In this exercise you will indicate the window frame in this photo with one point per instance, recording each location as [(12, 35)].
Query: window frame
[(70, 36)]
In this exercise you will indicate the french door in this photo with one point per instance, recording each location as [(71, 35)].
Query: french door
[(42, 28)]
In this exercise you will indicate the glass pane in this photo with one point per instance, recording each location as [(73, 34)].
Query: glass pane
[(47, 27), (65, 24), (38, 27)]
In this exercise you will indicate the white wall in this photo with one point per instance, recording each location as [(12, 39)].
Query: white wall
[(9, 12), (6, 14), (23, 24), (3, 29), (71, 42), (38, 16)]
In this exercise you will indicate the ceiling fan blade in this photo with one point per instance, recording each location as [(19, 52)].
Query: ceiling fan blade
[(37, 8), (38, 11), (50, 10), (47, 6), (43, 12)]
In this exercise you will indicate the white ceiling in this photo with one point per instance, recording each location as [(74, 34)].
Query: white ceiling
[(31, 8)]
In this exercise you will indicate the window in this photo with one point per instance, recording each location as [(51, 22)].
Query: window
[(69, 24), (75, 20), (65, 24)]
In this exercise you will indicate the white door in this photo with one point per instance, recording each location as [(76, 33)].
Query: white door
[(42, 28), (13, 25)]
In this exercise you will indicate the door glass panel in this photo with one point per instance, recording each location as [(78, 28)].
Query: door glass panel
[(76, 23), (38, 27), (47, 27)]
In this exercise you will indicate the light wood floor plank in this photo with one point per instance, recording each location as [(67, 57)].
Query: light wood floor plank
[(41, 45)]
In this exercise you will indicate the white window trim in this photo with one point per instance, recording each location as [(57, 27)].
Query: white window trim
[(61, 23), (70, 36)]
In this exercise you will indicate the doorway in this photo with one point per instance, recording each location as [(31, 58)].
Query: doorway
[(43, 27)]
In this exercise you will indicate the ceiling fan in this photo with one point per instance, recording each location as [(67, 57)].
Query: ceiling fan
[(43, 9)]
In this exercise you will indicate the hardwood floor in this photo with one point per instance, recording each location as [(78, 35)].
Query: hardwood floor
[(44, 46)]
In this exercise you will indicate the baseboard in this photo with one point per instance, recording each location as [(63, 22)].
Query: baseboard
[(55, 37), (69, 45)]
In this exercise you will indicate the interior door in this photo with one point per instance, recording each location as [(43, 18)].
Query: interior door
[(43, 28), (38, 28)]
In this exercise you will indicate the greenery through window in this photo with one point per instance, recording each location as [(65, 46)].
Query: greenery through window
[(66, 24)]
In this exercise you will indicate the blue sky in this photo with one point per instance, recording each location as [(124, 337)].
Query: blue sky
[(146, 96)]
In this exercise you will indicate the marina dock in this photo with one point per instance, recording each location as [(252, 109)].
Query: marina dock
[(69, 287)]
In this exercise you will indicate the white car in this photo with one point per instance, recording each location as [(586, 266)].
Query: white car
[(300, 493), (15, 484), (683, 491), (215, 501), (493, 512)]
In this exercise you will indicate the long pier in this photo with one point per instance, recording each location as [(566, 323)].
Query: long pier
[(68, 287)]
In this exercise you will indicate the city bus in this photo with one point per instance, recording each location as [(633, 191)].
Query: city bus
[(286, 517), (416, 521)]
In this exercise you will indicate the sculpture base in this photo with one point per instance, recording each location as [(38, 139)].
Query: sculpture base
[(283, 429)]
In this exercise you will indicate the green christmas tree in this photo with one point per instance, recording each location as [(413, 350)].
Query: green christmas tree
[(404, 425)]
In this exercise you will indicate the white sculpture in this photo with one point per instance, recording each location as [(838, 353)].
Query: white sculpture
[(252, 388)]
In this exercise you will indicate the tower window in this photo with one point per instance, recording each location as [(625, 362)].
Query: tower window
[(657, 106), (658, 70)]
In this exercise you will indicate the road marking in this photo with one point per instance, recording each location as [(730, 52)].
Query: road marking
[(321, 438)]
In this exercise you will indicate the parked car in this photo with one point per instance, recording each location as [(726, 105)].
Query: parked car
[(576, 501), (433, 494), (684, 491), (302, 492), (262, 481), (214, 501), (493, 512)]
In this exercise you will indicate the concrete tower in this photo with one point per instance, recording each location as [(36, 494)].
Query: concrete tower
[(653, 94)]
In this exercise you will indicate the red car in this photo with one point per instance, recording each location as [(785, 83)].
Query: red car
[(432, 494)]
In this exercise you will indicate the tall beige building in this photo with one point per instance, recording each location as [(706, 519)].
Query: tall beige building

§ **Description of the task**
Up to and including the last line of the material, reproduce every line exactly, beginning with the one that contains "Query: tower window" and adding nothing else.

§ **Solution below**
Query: tower window
[(657, 106), (658, 70)]
In this exercise you will indicate the road marking in this photo with one point per instance, recording each location as [(730, 52)].
Query: road marking
[(321, 438)]
In this exercise you will indicate the parked car in this photo with one point per instance, recording each location as [(726, 105)].
Query: parked car
[(576, 501), (433, 494), (684, 491), (302, 492), (262, 481), (214, 501), (493, 512)]
In this exercise you will indicate the concrete tower in this photo with one point per instance, recording each location as [(36, 494)].
Query: concrete tower
[(653, 94)]
In this exercise you will indicate the red car in this photo with one point per instance, recording each location as [(785, 83)].
Query: red car
[(432, 494)]
In this exercise you will indicate the tall beige building in this photo with one point per instance, recording each location as [(706, 519)].
Query: tall beige building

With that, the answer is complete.